(Data records)
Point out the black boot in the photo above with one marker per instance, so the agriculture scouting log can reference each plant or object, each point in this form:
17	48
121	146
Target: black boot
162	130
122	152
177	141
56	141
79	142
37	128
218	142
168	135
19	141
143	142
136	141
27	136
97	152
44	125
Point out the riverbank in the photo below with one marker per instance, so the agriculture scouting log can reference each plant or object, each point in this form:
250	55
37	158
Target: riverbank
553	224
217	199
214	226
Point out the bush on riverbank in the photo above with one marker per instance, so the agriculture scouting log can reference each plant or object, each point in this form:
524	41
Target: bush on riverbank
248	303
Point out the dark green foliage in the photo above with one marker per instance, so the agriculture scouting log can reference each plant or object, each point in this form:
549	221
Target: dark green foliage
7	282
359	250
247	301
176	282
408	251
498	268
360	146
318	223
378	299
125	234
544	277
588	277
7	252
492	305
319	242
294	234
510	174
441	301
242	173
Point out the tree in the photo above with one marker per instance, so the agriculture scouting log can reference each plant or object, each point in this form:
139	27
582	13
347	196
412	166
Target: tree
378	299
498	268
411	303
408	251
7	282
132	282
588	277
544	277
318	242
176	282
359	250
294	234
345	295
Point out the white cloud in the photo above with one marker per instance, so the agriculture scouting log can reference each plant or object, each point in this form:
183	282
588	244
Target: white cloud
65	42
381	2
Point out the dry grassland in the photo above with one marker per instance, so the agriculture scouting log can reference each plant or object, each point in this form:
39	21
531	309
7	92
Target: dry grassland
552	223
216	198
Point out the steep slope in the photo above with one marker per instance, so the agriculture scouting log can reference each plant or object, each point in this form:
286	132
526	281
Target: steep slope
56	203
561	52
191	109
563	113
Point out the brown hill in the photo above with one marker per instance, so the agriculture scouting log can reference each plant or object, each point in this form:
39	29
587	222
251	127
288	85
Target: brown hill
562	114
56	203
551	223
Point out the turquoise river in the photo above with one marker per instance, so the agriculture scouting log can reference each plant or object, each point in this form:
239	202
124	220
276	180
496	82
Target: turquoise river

What you need to do ▸ Reproduce all of the data above line for line, with no changes.

Result of this exercise ▸
Point out the black boot in the photo above with one marker per instance, so the agriculture scouting log can reference each plant or object, each point in this form:
17	48
121	146
Target: black boot
162	130
122	152
177	141
56	141
79	142
37	128
218	142
168	135
19	141
143	142
136	141
27	136
97	152
44	125
Point out the riverbank in the photo below with one marker per instance, so the agriculture scouting log can reference each plant or object, each point in this form:
250	55
37	158
Target: riverbank
553	224
217	199
214	226
Point out the bush on riverbank in the photo above with one marker per instance, so the agriculture scouting log can reference each plant or object, each point in this form:
524	41
Target: bush on riverbank
248	303
Point out the dark green foliage in the photo above with one marker per instance, so the agriculture scouting log can reference each plant or object, each point in this form:
549	221
Target: dark green foliage
7	282
359	250
247	301
176	282
408	251
498	268
360	146
318	223
378	299
125	234
544	277
588	277
7	252
492	305
319	242
294	234
510	174
441	301
242	173
Point out the tree in the photo above with one marker per instance, so the agriculture scouting log can reference each plant or object, each point in this form:
139	27
582	13
347	196
412	166
Target: tree
378	299
498	268
411	303
408	251
7	282
132	282
588	277
544	277
318	242
176	282
359	250
294	234
345	295
Point out the white cloud in the photo above with one marker per instance, so the agriculture scouting log can reference each plant or object, each point in this form:
183	282
588	244
Target: white cloud
65	42
381	2
Point out the dry grassland in the photo above with one marker per instance, so the agriculture scouting log can reference each plant or object, each point in this form:
39	21
531	309
7	92
Target: dry grassland
552	223
216	198
Point out the steep slope in the photo above with one marker per instance, so the agriculture scouting log can reference each plant or object, each point in this form:
286	132
526	281
Target: steep slope
56	203
561	52
191	109
563	113
Point out the brown hill in the photo above with one marker per instance, so the agriculture scouting log can reference each plant or object, each point in this form:
39	29
587	222
251	127
288	85
Target: brown hill
562	114
56	203
551	223
Point out the turquoise river in the photo above with one marker per instance, so the agriculture scouting log can reference each plant or object, each point in this form:
239	202
124	220
276	180
496	82
Target: turquoise river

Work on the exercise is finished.